EXERCISE PROMPT - All of the entries must be duplicated exactly.

··· DATA

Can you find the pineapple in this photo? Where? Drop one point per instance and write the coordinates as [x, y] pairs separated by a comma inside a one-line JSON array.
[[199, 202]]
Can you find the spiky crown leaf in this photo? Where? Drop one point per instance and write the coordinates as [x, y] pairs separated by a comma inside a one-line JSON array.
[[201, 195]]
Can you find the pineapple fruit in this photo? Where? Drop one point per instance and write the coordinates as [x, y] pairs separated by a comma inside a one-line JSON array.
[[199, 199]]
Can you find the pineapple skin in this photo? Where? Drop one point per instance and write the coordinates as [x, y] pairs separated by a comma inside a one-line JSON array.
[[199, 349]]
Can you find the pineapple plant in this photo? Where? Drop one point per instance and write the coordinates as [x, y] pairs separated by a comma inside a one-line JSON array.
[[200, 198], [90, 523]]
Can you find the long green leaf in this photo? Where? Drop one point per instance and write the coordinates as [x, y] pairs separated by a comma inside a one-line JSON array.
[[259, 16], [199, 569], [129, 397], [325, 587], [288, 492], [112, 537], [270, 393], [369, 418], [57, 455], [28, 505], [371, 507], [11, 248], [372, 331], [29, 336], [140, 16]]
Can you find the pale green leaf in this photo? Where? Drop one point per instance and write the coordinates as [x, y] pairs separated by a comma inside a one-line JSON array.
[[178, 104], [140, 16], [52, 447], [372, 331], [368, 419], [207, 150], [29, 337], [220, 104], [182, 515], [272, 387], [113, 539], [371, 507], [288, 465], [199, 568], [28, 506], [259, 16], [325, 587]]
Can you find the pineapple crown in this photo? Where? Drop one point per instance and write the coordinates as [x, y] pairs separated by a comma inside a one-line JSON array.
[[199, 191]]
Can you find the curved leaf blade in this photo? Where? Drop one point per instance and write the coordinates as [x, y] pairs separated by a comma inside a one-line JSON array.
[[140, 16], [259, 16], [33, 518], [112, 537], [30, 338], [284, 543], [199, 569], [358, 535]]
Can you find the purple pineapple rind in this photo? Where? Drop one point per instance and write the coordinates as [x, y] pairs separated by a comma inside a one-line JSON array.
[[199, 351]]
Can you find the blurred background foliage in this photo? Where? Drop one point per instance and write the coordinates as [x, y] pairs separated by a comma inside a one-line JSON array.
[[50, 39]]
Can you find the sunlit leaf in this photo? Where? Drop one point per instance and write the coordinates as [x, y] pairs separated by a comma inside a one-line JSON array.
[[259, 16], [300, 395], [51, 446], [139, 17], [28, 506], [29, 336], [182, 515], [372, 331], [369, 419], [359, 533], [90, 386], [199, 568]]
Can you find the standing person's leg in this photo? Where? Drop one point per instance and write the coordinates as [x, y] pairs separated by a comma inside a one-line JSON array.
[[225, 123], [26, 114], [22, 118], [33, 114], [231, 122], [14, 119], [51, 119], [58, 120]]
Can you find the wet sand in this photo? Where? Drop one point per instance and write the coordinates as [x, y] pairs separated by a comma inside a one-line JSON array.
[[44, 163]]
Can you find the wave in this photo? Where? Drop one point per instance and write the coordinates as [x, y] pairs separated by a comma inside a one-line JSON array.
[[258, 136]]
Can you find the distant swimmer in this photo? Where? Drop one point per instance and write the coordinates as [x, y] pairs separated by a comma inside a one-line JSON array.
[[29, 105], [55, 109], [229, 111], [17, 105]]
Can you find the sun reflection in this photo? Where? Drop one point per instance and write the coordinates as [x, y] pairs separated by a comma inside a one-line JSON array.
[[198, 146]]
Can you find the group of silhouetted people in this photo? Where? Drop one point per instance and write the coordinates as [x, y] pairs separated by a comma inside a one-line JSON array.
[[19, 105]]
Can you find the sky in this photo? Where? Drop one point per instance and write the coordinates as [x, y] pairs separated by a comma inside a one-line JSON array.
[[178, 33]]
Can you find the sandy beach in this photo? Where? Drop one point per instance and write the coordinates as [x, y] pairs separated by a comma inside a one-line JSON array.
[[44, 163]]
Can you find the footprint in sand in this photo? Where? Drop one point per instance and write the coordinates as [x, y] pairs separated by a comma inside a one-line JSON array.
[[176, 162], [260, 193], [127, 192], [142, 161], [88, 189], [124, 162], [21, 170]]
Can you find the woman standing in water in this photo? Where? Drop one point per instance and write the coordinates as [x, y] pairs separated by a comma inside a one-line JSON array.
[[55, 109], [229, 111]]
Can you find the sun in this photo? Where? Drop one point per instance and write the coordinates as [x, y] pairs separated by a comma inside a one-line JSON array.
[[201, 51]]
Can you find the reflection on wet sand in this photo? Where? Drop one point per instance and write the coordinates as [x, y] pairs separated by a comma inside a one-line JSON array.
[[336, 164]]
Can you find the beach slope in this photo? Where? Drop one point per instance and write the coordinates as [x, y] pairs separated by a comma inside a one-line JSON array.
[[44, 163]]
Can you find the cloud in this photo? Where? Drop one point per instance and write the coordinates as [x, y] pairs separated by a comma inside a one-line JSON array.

······

YOUR SOLUTION -
Can you find the pineapple in this photo? Where? Drop one point per instance and write the coordinates as [x, y] pairs separated by a comma inside a one-line JSON array.
[[199, 202]]
Can you find the spiky crown leaf in this photo? Where? Drop one point per instance and write the coordinates as [x, y] pairs separated by a comma inside a one-line JSON array.
[[201, 195]]
Can you find the pineapple fruit in this photo? Where? Drop one point per instance and write the coordinates as [x, y] pairs separated by a comma inside a one-line JSON array.
[[199, 199]]
Can you find the pineapple skin in this photo? Where? Drop one point per instance and write the coordinates as [x, y] pairs separated by a comma inside a one-line JSON array.
[[199, 349]]
Can you find the pineapple plant in this photo? Where? Drop one point per instance and write the coordinates as [x, y] pairs separated by a comma inside a one-line JSON array.
[[200, 198], [90, 523]]
Can you find the long green leaf in this photo? Where? Drop one point per instance and write the coordinates as [x, y] pairs separated by a comma inside a one-line JSON array.
[[259, 16], [199, 569], [129, 397], [325, 587], [288, 492], [112, 537], [270, 393], [369, 418], [57, 455], [28, 505], [371, 507], [11, 248], [372, 331], [29, 336], [140, 16]]
Can you find the pale green leaf in this photo? Where? Drop one point per instance and write the coordinates as [x, y] pairs separated by a comma inside a one-line JSON array.
[[178, 104], [140, 16], [52, 447], [372, 331], [368, 419], [207, 150], [29, 337], [220, 104], [182, 515], [272, 387], [113, 539], [371, 507], [288, 465], [199, 568], [28, 506], [259, 16], [325, 587]]
Can you find the pineapple crown in this photo? Where? Drop one point per instance and write the coordinates as [x, y] pairs separated by a comma inside a one-line JSON array.
[[199, 191]]
Can you find the curved leaf blade in this photo? Where? Drop one point per instance and write the coordinates as [x, y] pairs separated by a comma inside a one-line JSON array.
[[140, 16], [259, 16], [33, 518], [112, 537], [30, 338], [284, 543], [199, 569], [358, 535]]
Can you find the purple pineapple rind in this photo? Where? Drop one point per instance and write the coordinates as [x, y] pairs separated by a comma inside a one-line JSON array.
[[199, 351]]
Can you find the blurred background foliage in this photo? Where? Drop one point per instance and write the coordinates as [x, y] pairs separated by a comma inside a one-line JSON array.
[[50, 39]]
Can you find the sunlit leaf in this photo? Where? Drop one point per instance and write the coordinates as [x, y] pairs separated by a comma inside a one-line JSON array.
[[259, 16], [300, 395], [51, 446], [139, 17], [28, 506], [29, 336], [182, 515], [372, 331], [369, 419], [359, 533], [90, 386], [199, 568]]
Can you find the standing person's leg in this photo? Where? Drop one point per instance and write the coordinates as [x, y] pairs separated by a comma inside a one-line JSON array.
[[225, 123], [26, 114], [22, 118], [33, 114], [231, 122], [14, 119], [51, 119], [58, 120]]
Can you find the wet sand in this photo? Where? Drop one point per instance and write the coordinates as [x, y] pairs separated by a comma inside a one-line JSON array.
[[44, 163]]
Can you find the wave in this photo? Where? Drop one point per instance and write the coordinates as [x, y] pairs separated by a comma inside a one-line JSON array.
[[258, 136]]
Can you find the distant swimmer in this photo? Where? Drop one point per instance and write the coordinates as [x, y] pairs separated by a comma inside a one-line JSON array.
[[29, 105], [55, 109], [229, 111], [17, 105]]
Can you find the sun reflection in this photo? Where? Drop one point per instance and write the coordinates as [x, y] pairs separated by a comma inside a one-line JSON array.
[[198, 146]]
Can you find the group of silhouetted people in this photo? Where? Drop one point per instance and write the coordinates as [x, y] pairs separated by a comma inside a one-line JSON array.
[[19, 105]]
Can you find the sky in this photo? Where? Drop one point per instance and write the coordinates as [x, y] pairs separated by a comma inside a one-line JSON array.
[[178, 33]]
Can you find the sandy beach in this photo? Where? Drop one point per instance and write the coordinates as [x, y] pairs separated by a comma inside a one-line JSON array.
[[44, 163]]
Can you find the footprint in sand in this photo? Where? Drop one point per instance and write the coordinates as [x, y] pairs separated by a comma inside a one-line JSON array.
[[176, 162], [260, 193], [127, 192], [142, 161], [88, 189], [124, 162], [21, 170]]
Can you find the woman standing in water in this photo? Where? Drop one point per instance and write the coordinates as [x, y] pairs separated by a comma inside a one-line JSON array.
[[55, 109], [229, 111]]
Can you find the sun in this photo? Where? Drop one point per instance and write the coordinates as [x, y] pairs separated by a comma inside a one-line JSON array.
[[201, 51]]
Can you find the reflection on wet sand in this photo? Where? Drop one point per instance and write the coordinates as [x, y] pairs separated by a comma inside a one-line JSON array.
[[336, 164]]
Can you find the beach slope in this photo? Where? Drop one point per instance and write the coordinates as [x, y] pairs separated by a comma inside a one-line JSON array.
[[44, 163]]
Can you find the cloud in this photo? Where? Drop one point per instance and write the coordinates as [x, y] pairs separated by a comma inside a one-line JSON array.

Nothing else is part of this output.